— Begin —

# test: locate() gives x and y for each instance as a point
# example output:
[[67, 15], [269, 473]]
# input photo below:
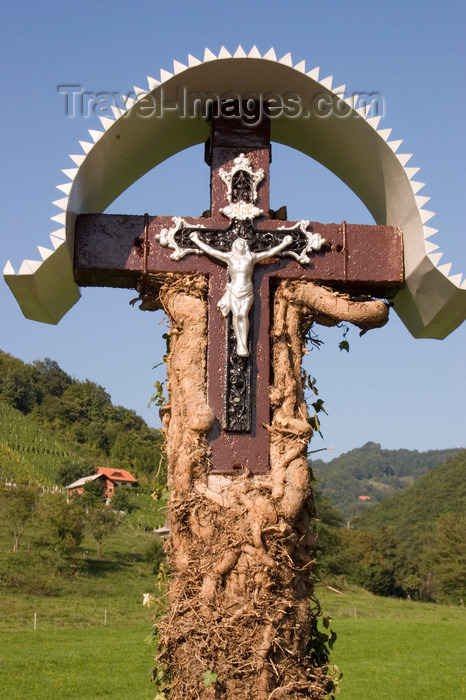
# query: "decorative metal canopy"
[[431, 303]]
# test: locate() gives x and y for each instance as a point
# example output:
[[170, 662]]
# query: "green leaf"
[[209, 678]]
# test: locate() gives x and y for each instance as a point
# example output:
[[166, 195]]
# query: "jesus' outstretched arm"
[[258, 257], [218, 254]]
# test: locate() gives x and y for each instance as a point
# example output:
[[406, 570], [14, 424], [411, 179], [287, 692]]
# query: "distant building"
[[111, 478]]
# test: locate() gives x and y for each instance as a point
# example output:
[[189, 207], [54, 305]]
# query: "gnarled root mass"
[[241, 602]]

— End —
— Begin —

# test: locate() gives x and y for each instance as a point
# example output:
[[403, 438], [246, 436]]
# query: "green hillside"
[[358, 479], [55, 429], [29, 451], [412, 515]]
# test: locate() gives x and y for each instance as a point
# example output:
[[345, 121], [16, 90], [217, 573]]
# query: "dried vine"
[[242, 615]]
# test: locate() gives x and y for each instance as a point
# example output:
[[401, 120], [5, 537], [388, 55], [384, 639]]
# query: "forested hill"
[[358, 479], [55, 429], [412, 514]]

— End —

> **JOB**:
How many lines in the material above contain the string "query", matching case exactly? Give only the number.

> **WORKED ANSWER**:
8